<<<<

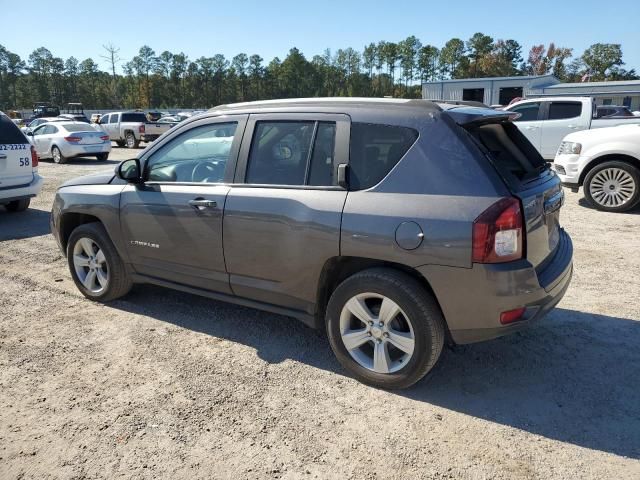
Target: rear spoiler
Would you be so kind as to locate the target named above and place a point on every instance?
(468, 116)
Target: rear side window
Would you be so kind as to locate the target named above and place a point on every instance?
(528, 112)
(134, 117)
(374, 150)
(562, 110)
(292, 153)
(9, 132)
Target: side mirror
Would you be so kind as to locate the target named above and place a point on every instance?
(129, 170)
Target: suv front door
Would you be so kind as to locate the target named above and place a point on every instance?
(282, 216)
(172, 223)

>>>>

- [DIRECTION]:
Copy the records from the line with "Target: suv front door" through the end, swapping "instance" for "occurrence" and leaving every other word unchanged.

- [EXERCISE RESPONSE]:
Target: suv front door
Would you be so kind as to locate the target named above and place a point on every occurrence?
(282, 216)
(172, 223)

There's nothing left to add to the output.